* BEGIN Selection *

The love of fibers

AndrewAPrice · Post by **AndrewAPrice** » Thu Feb 11, 2021 1:31 pm

How are others going about threads, fibers, parallelism in their OS's?

I spent time implementing fibers completely in user-space. My intepretation of the the System V calling convention is that the callee is only required to save 7 registers and the stack, so the context switch is much lighter weight than switching threads. Then I use an object pool to avoid dynamic allocation when I rapidly create/remove fibers.

Now I can do:

Code: Select all

int main() {
  Scheduler::Defer([]() {
     std::cout << "world" << std::endl;
  });

  std::cout << "Hello ";
  // While this fiber sleeps, here's our chance to run the deferred function above.
  Sleep(100);
  std::cout << "!" << std::endl;

  return 0;
}

The reason for implementing fibers is that anytime user code blocks (waiting on an RPC or kernel message), we can continue to keep the processor busy, without the overhead of thread switching (system calling, and storing + loading all registers). Any incoming RPC or message is handled as a fiber.

There are two functions:

Code: Select all

Scheduler::FinishAnyPendingWork();

FinishAnyPendingWork() handles any queued fibers and polls the kernel for incoming messages and returns when there's nothing more to do. The intention for this is that you could use it in game loop.

Code: Select all

Scheduler::HandOverControl();

HandOverControl() never returns and sleeps the kernel thread until there is something to do. The intention for this is to turn the program into an event loop (such as a UI application waiting for clicks, or a server waiting for RPCs.)

Here's my PS/2 keyboard and mouse driver, which shows how I set up some handlers, then hand over control:

Code: Select all

int main() {
  // These are services that handle incoming RPCs.
  mouse_driver = std::make_unique<PS2MouseDriver>();
  keyboard_driver = std::make_unique<PS2KeyboardDriver>();
  InitializePS2Controller();

  // Calls InterruptHandler() when IRQ1 or IRQ12 occurs.
  RegisterInterruptHandler(1, InterruptHandler);
  RegisterInterruptHandler(12, InterruptHandler);

  // Switches us over to be an event loop that sleeps unless we're dispatching interrupts and RPCs.
  HandOverControl();
  return 0;
}

PeterX · Post by **PeterX** » Thu Feb 11, 2021 6:07 pm

I had to look up fibers. It is cooperative multitasking, right?

* END Selection *
* BEGIN Collected material *

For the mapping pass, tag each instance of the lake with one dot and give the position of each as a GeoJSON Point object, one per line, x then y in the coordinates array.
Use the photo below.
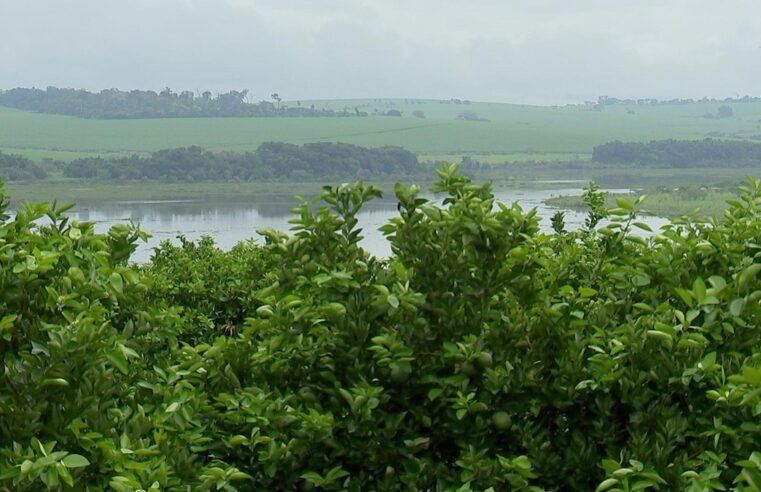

* END Collected material *

- **What you need to do**:
Continue the forum thread about fibers from the point where the text stops.

- **Output below**:
Not sure if I like the concept. Could coop multitiasking (or more precisely the context switch) be created by a compiler? Or do you have to explicitely write the application code in blocks plus some context-switch/idle function/macro (like your HandOverControl() or Sleep()?

Greetings
Peter

AndrewAPrice · Post by **AndrewAPrice** » Thu Feb 11, 2021 7:36 pm

PeterX wrote:I had to look up fibers. It is cooperative multitasking, right?

Not sure if I like the concept. Could coop multitiasking (or more precisely the context switch) be created by a compiler? Or do you have to explicitely write the application code in blocks plus some context-switch/idle function/macro (like your HandOverControl() or Sleep()?

Greetings
Peter

It is cooperative multitasking. I also have threads which are preemptive, and fibers compliment threads.

You normally wouldn't manually call yield() in a fiber, because the point isn't to give the illusion of code running in parallel (CPU intensive code should still live in threads), but to maximize throughput by keeping the processor busy if there's work to do.

The framework you're using at a very low level should be the one that that worries any context switching, not the end programmer. So any operation that would normally cause the thread to wait (e.g. an RPC, waiting for IO, waiting on a future, etc) would check to make sure there are no other fibers (or "tasks" if you want to call them that) to run before putting the thread to sleep.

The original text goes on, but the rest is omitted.